▶ **Esercizio scritto**
Riporta parola per parola, per intero, il testo sulle criticità della carne in vitro.

▶ **Estratto selezionato**
================================
Le criticità della carne in vitro
A livello di impatto ambientale della carne in vitro c’è da chiedersi quanto questa produzione alternativa contribuisca a contrastare davvero il fenomeno dei cambiamenti climatici, diminuendo gli allevamenti che potrebbero rappresentare una delle cause di inquinamento atmosferico e idrico. Recenti studi, infatti, avrebbero confermato che la carne in vitro ha un impatto ambientale decisamente più elevato rispetto al pollame e alla carne di maiale e di poco inferiore alla carne di manzo.

Ci sono poi preoccupazioni sulla trasparenza dei processi produttivi in quanto le cellule si coltivano con siero fetale bovino, dando origine a prodotti definibili utra-processati. Di conseguenza, risulta difficile considerare la carne “coltivata” sostenibile dal punto di vista ambientale. Emergono, inoltre, aspetti da monitorare con attenzione legati alla trasparenza e alla tutela della salute dei cittadini. Alla luce di ciò andrebbe impedito l’utilizzo di una denominazione che possa confondere e ingannare il consumatore.
================================
▶ **Materiale fornito**
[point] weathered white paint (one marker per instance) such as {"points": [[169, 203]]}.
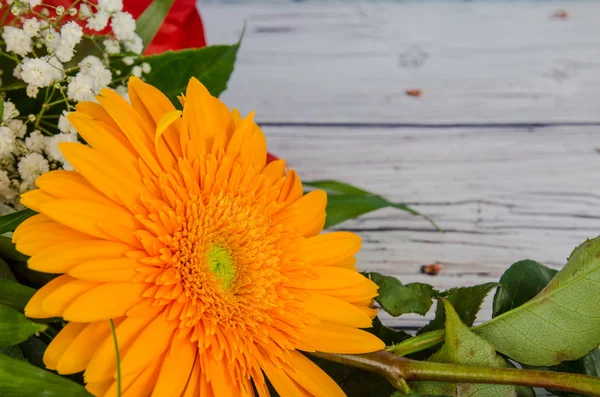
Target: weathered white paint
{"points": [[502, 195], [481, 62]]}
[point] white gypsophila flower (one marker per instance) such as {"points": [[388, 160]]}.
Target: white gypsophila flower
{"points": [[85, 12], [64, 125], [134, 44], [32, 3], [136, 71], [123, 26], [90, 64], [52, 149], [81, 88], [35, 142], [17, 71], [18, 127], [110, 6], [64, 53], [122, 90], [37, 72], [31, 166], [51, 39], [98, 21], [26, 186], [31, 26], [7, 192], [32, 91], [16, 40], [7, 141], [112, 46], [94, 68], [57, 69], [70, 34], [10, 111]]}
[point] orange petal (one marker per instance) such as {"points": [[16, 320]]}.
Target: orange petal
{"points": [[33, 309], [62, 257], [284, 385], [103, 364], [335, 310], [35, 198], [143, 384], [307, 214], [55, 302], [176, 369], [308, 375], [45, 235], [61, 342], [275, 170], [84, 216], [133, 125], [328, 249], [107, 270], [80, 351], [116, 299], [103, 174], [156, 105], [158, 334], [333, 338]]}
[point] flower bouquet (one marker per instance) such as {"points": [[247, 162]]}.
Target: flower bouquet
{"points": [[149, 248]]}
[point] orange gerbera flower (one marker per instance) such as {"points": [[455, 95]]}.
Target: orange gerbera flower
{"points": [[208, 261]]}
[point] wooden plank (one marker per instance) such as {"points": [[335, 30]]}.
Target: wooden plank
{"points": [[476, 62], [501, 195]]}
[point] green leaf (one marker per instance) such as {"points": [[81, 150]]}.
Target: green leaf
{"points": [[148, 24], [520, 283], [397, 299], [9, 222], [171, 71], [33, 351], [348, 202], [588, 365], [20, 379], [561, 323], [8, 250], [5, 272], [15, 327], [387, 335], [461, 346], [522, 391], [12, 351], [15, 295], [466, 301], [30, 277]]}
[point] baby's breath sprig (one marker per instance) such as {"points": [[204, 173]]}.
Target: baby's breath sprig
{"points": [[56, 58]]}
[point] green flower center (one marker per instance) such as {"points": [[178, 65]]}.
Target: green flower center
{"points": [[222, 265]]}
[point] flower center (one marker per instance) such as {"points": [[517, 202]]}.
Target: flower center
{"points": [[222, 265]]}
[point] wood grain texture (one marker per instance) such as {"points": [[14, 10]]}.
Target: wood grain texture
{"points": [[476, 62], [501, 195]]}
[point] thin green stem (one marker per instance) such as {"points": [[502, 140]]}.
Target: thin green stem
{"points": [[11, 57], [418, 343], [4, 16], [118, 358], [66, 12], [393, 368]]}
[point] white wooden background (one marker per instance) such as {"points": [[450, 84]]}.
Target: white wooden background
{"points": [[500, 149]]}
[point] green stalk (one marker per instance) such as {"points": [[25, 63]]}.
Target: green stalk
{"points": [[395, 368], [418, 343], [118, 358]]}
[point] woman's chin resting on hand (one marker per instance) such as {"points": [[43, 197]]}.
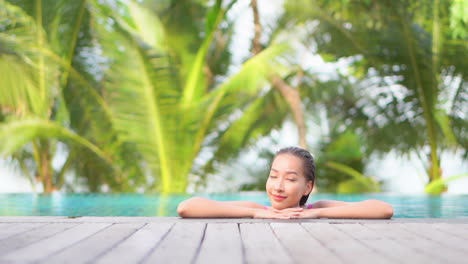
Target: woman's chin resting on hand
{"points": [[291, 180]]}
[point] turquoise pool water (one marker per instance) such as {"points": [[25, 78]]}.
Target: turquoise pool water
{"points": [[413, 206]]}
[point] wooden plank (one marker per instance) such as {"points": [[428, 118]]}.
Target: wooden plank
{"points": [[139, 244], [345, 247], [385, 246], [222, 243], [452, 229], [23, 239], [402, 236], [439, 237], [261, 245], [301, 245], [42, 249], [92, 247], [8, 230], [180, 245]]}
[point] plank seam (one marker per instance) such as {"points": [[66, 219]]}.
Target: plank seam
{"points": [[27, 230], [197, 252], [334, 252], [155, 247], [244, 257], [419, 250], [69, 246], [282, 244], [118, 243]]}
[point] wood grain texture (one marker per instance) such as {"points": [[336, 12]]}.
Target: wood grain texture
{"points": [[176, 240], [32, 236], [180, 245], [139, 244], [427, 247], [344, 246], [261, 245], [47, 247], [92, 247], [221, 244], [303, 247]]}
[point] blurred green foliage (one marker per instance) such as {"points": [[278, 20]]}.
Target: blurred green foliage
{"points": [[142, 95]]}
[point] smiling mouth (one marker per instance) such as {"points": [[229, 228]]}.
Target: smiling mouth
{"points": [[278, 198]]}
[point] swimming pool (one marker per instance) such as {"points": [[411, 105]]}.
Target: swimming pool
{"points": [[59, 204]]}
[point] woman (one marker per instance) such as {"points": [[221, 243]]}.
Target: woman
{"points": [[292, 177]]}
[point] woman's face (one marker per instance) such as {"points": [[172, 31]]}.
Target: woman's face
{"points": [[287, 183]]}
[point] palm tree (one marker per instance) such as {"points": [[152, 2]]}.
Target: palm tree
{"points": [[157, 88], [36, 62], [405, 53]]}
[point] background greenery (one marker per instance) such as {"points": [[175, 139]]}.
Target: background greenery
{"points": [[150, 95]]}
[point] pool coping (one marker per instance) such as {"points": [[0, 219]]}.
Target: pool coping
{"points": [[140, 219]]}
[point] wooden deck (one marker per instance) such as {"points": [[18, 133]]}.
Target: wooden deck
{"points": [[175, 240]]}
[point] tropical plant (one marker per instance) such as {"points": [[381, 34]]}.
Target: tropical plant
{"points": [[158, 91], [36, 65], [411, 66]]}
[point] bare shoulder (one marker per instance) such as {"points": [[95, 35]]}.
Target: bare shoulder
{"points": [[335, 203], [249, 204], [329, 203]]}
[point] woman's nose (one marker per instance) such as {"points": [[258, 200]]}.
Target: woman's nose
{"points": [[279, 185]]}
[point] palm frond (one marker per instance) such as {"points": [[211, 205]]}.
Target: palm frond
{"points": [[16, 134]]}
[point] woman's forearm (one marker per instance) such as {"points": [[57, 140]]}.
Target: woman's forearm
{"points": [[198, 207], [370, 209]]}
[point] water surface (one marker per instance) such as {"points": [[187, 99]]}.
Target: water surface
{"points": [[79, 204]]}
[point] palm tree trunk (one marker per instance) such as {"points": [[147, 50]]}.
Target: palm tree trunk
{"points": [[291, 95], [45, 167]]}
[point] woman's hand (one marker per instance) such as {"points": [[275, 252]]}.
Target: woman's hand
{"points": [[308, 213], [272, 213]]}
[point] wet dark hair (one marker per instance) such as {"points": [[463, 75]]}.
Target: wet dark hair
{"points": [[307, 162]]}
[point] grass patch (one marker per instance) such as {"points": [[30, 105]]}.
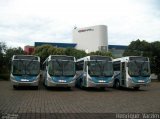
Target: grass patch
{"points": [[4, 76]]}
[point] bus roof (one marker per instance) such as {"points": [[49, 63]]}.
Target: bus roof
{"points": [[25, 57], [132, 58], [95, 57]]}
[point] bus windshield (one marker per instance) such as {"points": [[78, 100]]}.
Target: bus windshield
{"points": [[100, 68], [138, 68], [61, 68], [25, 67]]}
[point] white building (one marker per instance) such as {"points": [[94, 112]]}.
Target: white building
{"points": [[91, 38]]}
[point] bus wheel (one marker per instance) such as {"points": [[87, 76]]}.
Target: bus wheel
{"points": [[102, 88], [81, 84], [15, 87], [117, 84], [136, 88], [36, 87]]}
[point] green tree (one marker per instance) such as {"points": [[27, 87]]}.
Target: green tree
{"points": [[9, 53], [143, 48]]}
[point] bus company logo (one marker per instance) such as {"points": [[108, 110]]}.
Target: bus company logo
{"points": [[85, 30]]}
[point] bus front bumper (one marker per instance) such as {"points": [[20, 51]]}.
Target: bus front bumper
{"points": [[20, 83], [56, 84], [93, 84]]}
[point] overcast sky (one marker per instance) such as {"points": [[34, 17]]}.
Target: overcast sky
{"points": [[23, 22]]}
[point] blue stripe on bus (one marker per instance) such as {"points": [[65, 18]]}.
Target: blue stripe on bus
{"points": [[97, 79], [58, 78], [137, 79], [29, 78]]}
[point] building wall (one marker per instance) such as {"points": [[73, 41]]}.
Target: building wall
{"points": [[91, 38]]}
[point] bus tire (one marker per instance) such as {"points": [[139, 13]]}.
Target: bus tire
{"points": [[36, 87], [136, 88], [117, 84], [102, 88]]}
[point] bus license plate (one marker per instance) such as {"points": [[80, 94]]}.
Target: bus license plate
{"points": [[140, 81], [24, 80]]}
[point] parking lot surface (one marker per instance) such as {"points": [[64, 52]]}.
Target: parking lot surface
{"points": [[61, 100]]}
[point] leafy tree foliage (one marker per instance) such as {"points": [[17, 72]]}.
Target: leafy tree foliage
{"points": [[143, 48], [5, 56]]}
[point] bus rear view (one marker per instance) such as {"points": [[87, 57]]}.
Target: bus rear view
================================
▶ **Esito dell'esercizio**
Le criticità della carne in vitro
A livello di impatto ambientale della carne in vitro c’è da chiedersi quanto questa produzione alternativa contribuisca a contrastare davvero il fenomeno dei cambiamenti climatici, diminuendo gli allevamenti che potrebbero rappresentare una delle cause di inquinamento atmosferico e idrico. Recenti studi, infatti, avrebbero confermato che la carne in vitro ha un impatto ambientale decisamente più elevato rispetto al pollame e alla carne di maiale e di poco inferiore alla carne di manzo.

Ci sono poi preoccupazioni sulla trasparenza dei processi produttivi in quanto le cellule si coltivano con siero fetale bovino, dando origine a prodotti definibili utra-processati. Di conseguenza, risulta difficile considerare la carne “coltivata” sostenibile dal punto di vista ambientale. Emergono, inoltre, aspetti da monitorare con attenzione legati alla trasparenza e alla tutela della salute dei cittadini. Alla luce di ciò andrebbe impedito l’utilizzo di una denominazione che possa confondere e ingannare il consumatore.